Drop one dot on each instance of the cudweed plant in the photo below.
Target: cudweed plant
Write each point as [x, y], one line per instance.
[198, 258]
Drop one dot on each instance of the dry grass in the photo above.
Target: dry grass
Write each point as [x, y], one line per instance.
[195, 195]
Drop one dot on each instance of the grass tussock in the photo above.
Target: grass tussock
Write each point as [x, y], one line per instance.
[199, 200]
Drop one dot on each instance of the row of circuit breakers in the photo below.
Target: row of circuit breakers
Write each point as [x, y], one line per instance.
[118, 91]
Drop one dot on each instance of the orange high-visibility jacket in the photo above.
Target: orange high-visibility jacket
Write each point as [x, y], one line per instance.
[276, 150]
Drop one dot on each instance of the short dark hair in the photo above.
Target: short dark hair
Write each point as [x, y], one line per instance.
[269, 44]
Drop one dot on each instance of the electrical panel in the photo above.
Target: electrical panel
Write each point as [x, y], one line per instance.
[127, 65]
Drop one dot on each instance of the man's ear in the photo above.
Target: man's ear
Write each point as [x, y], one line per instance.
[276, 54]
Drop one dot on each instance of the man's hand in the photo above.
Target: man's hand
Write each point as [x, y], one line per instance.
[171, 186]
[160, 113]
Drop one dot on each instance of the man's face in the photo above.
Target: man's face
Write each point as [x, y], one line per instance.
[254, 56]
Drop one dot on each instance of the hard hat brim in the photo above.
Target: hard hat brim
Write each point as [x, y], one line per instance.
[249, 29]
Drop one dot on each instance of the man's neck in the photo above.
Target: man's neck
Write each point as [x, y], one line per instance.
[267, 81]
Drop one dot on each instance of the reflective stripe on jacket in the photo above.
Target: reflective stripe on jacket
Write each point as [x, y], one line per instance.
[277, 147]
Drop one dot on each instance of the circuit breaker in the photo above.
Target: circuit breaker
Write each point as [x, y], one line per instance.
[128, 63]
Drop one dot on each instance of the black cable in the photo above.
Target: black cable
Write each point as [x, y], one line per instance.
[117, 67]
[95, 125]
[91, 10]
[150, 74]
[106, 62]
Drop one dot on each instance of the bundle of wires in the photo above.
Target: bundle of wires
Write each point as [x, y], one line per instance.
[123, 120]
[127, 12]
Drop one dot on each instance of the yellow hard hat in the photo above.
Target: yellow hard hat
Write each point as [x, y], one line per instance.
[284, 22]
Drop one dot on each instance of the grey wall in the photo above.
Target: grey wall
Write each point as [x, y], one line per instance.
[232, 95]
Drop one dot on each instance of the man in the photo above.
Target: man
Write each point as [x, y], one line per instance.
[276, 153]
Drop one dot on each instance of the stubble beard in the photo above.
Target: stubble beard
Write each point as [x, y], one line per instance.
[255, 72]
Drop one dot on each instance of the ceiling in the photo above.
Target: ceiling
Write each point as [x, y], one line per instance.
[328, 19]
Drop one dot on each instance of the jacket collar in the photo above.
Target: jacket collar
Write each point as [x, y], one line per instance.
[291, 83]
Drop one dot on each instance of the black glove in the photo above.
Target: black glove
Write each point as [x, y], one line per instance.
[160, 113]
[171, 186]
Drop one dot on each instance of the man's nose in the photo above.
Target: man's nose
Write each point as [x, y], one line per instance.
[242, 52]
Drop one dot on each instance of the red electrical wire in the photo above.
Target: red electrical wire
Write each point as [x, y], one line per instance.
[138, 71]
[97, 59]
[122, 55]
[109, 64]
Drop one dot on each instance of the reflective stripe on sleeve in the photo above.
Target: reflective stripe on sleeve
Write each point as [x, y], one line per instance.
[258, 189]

* * * * * * *

Repeat the entire listing above, keeping every line exactly the same.

Task response =
Drop one dot on each instance of the cudweed plant in the photo below.
Target: cudweed plant
Write each point as [x, y], one line per instance.
[198, 258]
Drop one dot on each instance of the dry grass in the photo above.
Target: dry grass
Write each point as [x, y], one line per instance.
[195, 195]
Drop one dot on each instance of the grass tussock in the photo above.
Target: grass tussock
Write each point as [x, y], one line per instance.
[199, 200]
Drop one dot on each instance of the row of circuit breakers in the photo below.
Target: row of circuit breakers
Write each point as [x, y], one line per instance.
[118, 91]
Drop one dot on each instance of the orange high-visibility jacket in the photo above.
Target: orange high-visibility jacket
Write each point as [x, y], one line per instance.
[276, 150]
Drop one dot on each instance of the short dark hair in the photo above.
Target: short dark hair
Write each point as [x, y], one line per instance.
[269, 44]
Drop one dot on each instance of the electrical panel in the photo above.
Target: electrical panel
Write each point as [x, y], one line per instance.
[127, 65]
Drop one dot on each instance of the man's ear in the photo above.
Target: man's ear
Write each point as [x, y], one line per instance.
[276, 54]
Drop one dot on each instance of the man's hand in the photo above.
Target: man's hand
Write each point as [x, y], one line per instance.
[171, 186]
[160, 113]
Drop one dot on each instance of the man's face in the photo above.
Target: man's face
Write each point as [x, y], one line per instance.
[254, 56]
Drop one dot on each instance of the hard hat brim in the photo above.
Target: hard hat brim
Write each point as [x, y], one line per instance.
[249, 29]
Drop one dot on each instance of the man's neck in the photo above.
Target: man's neck
Write each point as [x, y], one line per instance.
[267, 81]
Drop one dot on each instance of the reflective stripe on jacket in the photo above.
Target: reflective stripe on jacket
Write each point as [x, y], one line per instance.
[277, 147]
Drop one dot on each instance of the circuit breaker in the photo above.
Target: circuit breaker
Write each point as [x, y], one line per instance.
[128, 63]
Drop one dot on each instance of the black cable in the photo above.
Target: black cable
Write each point as [x, y], one line per instance.
[117, 67]
[95, 125]
[91, 10]
[150, 74]
[106, 62]
Drop one dot on each instance of the bundle of wires in the photo above.
Target: bundle of wires
Write each point as [x, y], one line per instance.
[123, 120]
[127, 12]
Drop one dot on each instance of the yellow hard hat in the photo above.
Target: yellow hard hat
Write each point as [x, y], one line per instance.
[284, 22]
Drop one dot on each instance of the grey wall in the photo above.
Target: grey wall
Write each point as [x, y], one line per instance.
[232, 95]
Drop one dot on each instance of the man in the photo above.
Target: man
Write each point as [x, y], one line per instance.
[276, 153]
Drop one dot on each instance of the stubble beard in the photo above.
Target: stubble beard
Write each point as [x, y], one line per instance.
[255, 72]
Drop one dot on each instance of the ceiling in the photo above.
Target: ceiling
Write each point as [x, y], one line per instance.
[328, 19]
Drop one dot on each instance of the jacket collar in the photo above.
Target: jacket collar
Write each point as [x, y], one line per instance.
[291, 83]
Drop one dot on each instance of the black glove in the photo above.
Target: black glove
Write each point as [x, y], one line per instance.
[160, 113]
[171, 186]
Drop one dot on each instance of the man's nose in the photo above.
Target: man's nose
Write each point as [x, y], one line per instance.
[242, 52]
Drop one dot on each instance of the red electrical wire in the photo above.
Target: red electrical wire
Write each point as [x, y], one line per instance.
[138, 71]
[97, 59]
[122, 55]
[109, 64]
Drop one dot on each instance of the reflective stripe on sleeve in the photo above.
Target: reflective stripe on sleeve
Write each point as [x, y], one line per instance.
[258, 189]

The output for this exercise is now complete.